Exercise brief: Write what comes next in the kernel mailing-list post about merging the *_vm_enough_memory() functions into a common helper, picking up after its last line.

Passage shown:
---*---

Re: [RFC] [PATCH] merge *_vm_enough_memory()s into a common helper

From: Serge E. Hallyn
Date: Wed Jan 05 2005 - 11:37:43 EST


Attached is a new version of the patch introducing the __vm_enough_memory
helper, which takes into account yesterday's suggestions. The selinux/hooks.c
typo was definately a dangerous bug, and __vm_enough_memory() has been moved
to vm_enough_memory()'s original location in mm/mmap.c.

Thank you all for the comments.

-serge

Signed-off-by: Serge Hallyn <serue@xxxxxxxxxx>

Index: linux-2.6.10-bk8/include/linux/mm.h
===================================================================
--- linux-2.6.10-bk8.orig/include/linux/mm.h 2005-01-05 08:59:54.000000000 -0600
+++ linux-2.6.10-bk8/include/linux/mm.h 2005-01-05 10:41:13.000000000 -0600
@@ -704,6 +704,7 @@ static inline void vma_nonlinear_insert(
}

/* mmap.c */
+extern int __vm_enough_memory(long pages, int cap_sys_admin);
extern void vma_adjust(struct vm_area_struct *vma, unsigned long start,
unsigned long end, pgoff_t pgoff, struct vm_area_struct *insert);
extern struct vm_area_struct *vma_merge(struct mm_struct *,
Index: linux-2.6.10-bk8/mm/mmap.c
===================================================================
--- linux-2.6.10-bk8.orig/mm/mmap.c 2005-01-05 08:59:55.000000000 -0600
+++ linux-2.6.10-bk8/mm/mmap.c 2005-01-05 10:42:33.000000000 -0600
@@ -61,10 +61,98 @@ int sysctl_overcommit_ratio = 50; /* def
int sysctl_max_map_count = DEFAULT_MAX_MAP_COUNT;
atomic_t vm_committed_space = ATOMIC_INIT(0);

+/*
+ * Check that a process has enough memory to allocate a new virtual
+ * mapping. 0 means there is enough memory for the allocation to
+ * succeed and -ENOMEM implies there is not.
+ *
+ * We currently support three overcommit policies, which are set via the
+ * vm.overcommit_memory sysctl. See Documentation/vm/overcommit-accounting
+ *
+ * Strict overcommit modes added 2002 Feb 26 by Alan Cox.
+ * Additional code 2002 Jul 20 by Robert Love.
+ *
+ * cap_sys_admin is 1 if the process has admin privileges, 0 otherwise.
+ *
+ * Note this is a helper function intended to be used by LSMs which
+ * wish to use this logic.
+ */
+int __vm_enough_memory(long pages, int cap_sys_admin)
+{
+ unsigned long free, allowed;
+
+ vm_acct_memory(pages);
+
+ /*
+ * Sometimes we want to use more memory than we have
+ */
+ if (sysctl_overcommit_memory == OVERCOMMIT_ALWAYS)

---*---

Information provided:

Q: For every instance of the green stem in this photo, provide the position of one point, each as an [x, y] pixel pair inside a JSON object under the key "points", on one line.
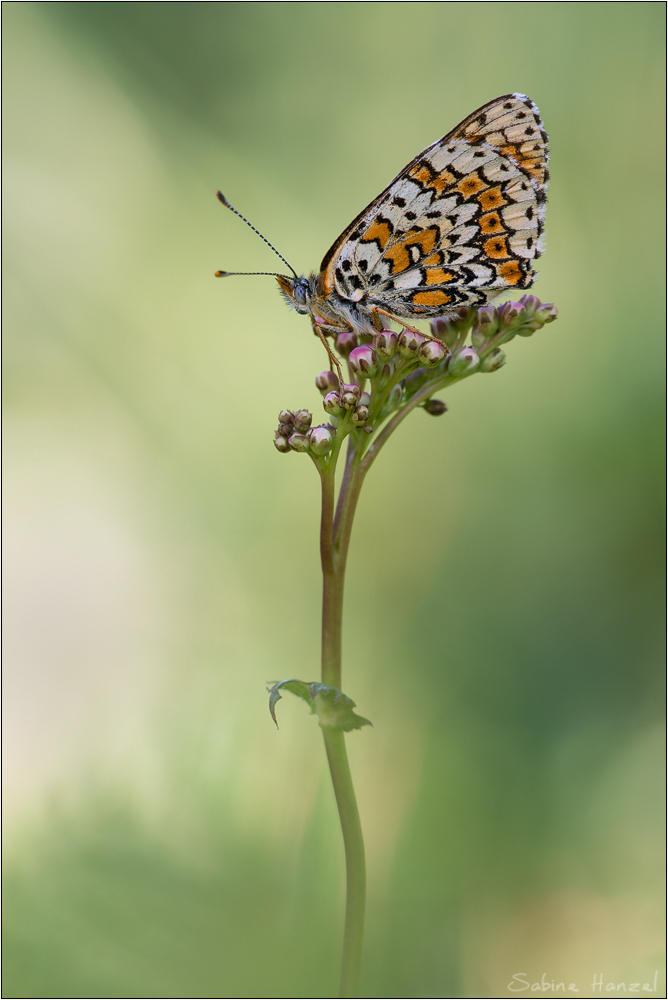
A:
{"points": [[355, 863], [334, 542]]}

---*---

Response:
+ return 0;
+
+ if (sysctl_overcommit_memory == OVERCOMMIT_GUESS) {
+ unsigned long n;
+
+ free = get_page_cache_size();
+ free += nr_swap_pages;
+
+ /*
+ * Any slabs which are created with the
+ * SLAB_RECLAIM_ACCOUNT flag claim to have contents
+ * which are reclaimable, under pressure. The dentry
+ * cache and most inode caches should fall into this
+ */
+ free += atomic_read(&slab_reclaim_pages);
+
+ /*
+ * Leave the last 3% for root
+ */
+ if (!cap_sys_admin)
+ free -= free / 32;
+
+ if (free > pages)
+ return 0;
+
+ /*
+ * nr_free_pages() is very expensive on large systems,
+ * only call if we're about to fail.
+ */
+ n = nr_free_pages();
+ if (!cap_sys_admin)
+ n -= n / 32;
+ free += n;
+
+ if (free > pages)
+ return 0;
+ vm_unacct_memory(pages);
+ return -ENOMEM;
+ }
+
+ allowed = (totalram_pages - hugetlb_total_pages())
+ * sysctl_overcommit_ratio / 100;
+ /*
+ * Leave the last 3% for root
+ */
+ if (!cap_sys_admin)
+ allowed -= allowed / 32;
+ allowed += total_swap_pages;
+
+ /* Don't let a single process grow too big:
+ leave 3% of the size of this process for other processes */
+ allowed -= current->mm->total_vm / 32;
+
+ if (atomic_read(&vm_committed_space) < allowed)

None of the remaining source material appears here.